▶ _Consigne_: Pouvez-vous transcrire fidèlement le passage du récit de la visite à L'Haÿ-les-Roses, depuis « L'Haÿ-les-Roses, un quartier » jusqu'à « de mon ami. » inclus ?

▶ _Extrait du document_:
>>>

L'Haÿ-les-Roses, un quartier résidentiel, une maison bourgeoise et un grand-père qui nous attend derrière le portail. Polytechnicien, ingénieur à la retraite, il a ce côté accessible et la sagesse des gens cultivés.
À l'étage, il y a son épouse, haute en couleur, un soupçon exubérante, une femme qui se veut du monde, même si aux premières paroles elle dégringole de catégorie sociale avec un verbe quelque peu venu des « bas quartiers », ce qui lui donne un côté fort sympathique !
Me voilà donc au milieu des effluves de verveine, de craquements de biscuit, de tintements de tasse sur leur soucoupe, le tout agrémenté de reproches au petit-fils qui ne donne pas souvent de nouvelles et de curiosité à mon égard qui suit l’inconnu de ce petit moments entre gens de bonne compagnie !
Et puis, il y a un blanc… je vois la vieille dame adopter un autre ton, presque solennel en direction de mon ami.
- Tu veux aller voir ton oncle ?
Sa réponse ressemble un peu à une obligation, comme s’il devait aller voir cet oncle sans en avoir envie.
- Oui, il est dans sa chambre ?

<<<

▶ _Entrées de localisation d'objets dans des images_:
>>>

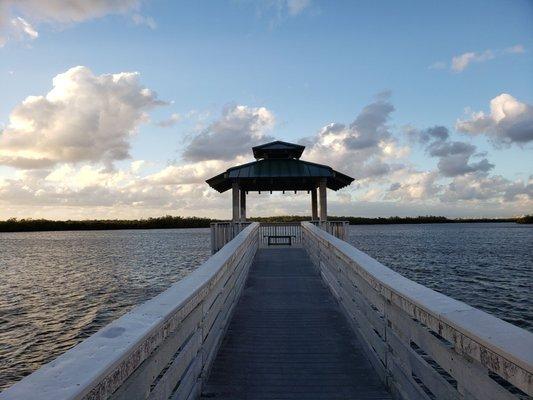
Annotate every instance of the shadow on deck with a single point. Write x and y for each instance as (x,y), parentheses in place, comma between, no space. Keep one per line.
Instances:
(289,340)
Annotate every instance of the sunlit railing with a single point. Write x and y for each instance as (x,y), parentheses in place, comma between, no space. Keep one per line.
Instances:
(423,344)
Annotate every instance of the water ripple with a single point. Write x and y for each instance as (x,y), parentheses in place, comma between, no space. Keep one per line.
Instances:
(57,288)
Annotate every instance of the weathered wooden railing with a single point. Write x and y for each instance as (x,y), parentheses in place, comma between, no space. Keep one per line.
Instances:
(338,229)
(280,233)
(423,344)
(162,349)
(274,232)
(224,232)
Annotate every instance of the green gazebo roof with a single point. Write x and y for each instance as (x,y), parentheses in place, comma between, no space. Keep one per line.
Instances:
(279,168)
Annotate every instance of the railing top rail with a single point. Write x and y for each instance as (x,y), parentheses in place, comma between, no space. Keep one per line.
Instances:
(292,223)
(76,372)
(492,334)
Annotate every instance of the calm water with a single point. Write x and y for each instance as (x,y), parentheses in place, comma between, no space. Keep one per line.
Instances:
(57,288)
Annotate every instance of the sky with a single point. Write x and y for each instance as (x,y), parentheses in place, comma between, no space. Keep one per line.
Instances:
(123,108)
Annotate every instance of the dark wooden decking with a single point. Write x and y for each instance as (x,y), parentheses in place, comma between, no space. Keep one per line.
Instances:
(289,340)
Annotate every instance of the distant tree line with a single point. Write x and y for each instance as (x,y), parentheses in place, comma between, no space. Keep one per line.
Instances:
(425,219)
(167,222)
(526,219)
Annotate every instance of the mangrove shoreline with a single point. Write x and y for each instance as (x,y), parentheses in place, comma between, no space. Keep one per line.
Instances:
(171,222)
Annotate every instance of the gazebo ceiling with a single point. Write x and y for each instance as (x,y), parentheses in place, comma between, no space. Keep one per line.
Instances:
(279,169)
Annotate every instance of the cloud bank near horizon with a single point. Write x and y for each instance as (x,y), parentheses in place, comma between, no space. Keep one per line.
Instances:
(68,151)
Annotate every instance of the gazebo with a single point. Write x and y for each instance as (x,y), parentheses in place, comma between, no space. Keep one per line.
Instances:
(278,168)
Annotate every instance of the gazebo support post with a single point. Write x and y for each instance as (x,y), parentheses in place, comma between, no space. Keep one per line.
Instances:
(323,200)
(235,200)
(243,205)
(314,205)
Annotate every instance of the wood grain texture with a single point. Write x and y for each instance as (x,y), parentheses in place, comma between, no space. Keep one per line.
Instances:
(289,340)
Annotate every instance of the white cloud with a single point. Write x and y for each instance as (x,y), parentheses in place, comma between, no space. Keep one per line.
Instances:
(462,61)
(85,117)
(516,49)
(69,11)
(364,148)
(234,133)
(18,29)
(510,121)
(367,149)
(170,121)
(295,7)
(18,17)
(139,19)
(438,65)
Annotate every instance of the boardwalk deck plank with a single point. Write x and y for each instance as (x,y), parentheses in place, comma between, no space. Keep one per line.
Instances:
(289,340)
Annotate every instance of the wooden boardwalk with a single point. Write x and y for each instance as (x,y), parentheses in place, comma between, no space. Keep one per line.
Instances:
(289,340)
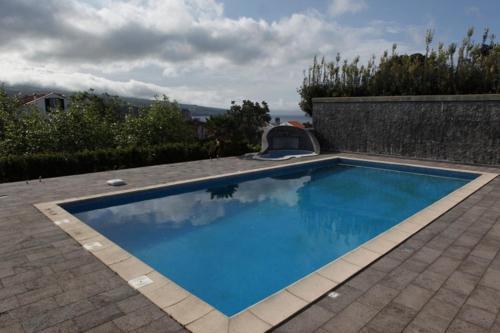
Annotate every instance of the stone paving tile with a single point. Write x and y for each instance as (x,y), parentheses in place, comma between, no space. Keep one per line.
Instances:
(413,297)
(164,324)
(97,317)
(109,327)
(392,318)
(477,316)
(460,326)
(49,283)
(485,298)
(307,321)
(139,318)
(378,296)
(351,319)
(346,296)
(491,279)
(366,280)
(399,278)
(474,265)
(66,326)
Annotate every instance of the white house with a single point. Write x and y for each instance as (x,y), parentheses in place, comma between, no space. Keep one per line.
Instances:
(47,102)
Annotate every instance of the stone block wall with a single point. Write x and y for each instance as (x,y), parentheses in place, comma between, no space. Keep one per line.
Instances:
(461,128)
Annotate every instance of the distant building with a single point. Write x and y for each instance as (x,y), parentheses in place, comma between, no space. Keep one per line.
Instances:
(186,114)
(46,102)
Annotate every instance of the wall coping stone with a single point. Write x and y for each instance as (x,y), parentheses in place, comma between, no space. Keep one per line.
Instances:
(421,98)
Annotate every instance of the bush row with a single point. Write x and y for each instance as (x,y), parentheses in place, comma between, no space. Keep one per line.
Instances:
(15,167)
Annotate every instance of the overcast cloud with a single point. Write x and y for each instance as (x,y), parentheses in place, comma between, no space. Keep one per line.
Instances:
(187,49)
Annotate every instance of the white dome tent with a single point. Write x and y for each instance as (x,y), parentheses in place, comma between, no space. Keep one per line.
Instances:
(287,141)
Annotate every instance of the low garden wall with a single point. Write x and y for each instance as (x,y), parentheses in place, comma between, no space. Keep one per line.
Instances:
(461,128)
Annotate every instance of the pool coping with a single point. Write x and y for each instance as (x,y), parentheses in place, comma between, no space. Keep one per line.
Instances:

<<<

▶ _Résultat_:
L'Haÿ-les-Roses, un quartier résidentiel, une maison bourgeoise et un grand-père qui nous attend derrière le portail. Polytechnicien, ingénieur à la retraite, il a ce côté accessible et la sagesse des gens cultivés.
À l'étage, il y a son épouse, haute en couleur, un soupçon exubérante, une femme qui se veut du monde, même si aux premières paroles elle dégringole de catégorie sociale avec un verbe quelque peu venu des « bas quartiers », ce qui lui donne un côté fort sympathique !
Me voilà donc au milieu des effluves de verveine, de craquements de biscuit, de tintements de tasse sur leur soucoupe, le tout agrémenté de reproches au petit-fils qui ne donne pas souvent de nouvelles et de curiosité à mon égard qui suit l’inconnu de ce petit moments entre gens de bonne compagnie !
Et puis, il y a un blanc… je vois la vieille dame adopter un autre ton, presque solennel en direction de mon ami.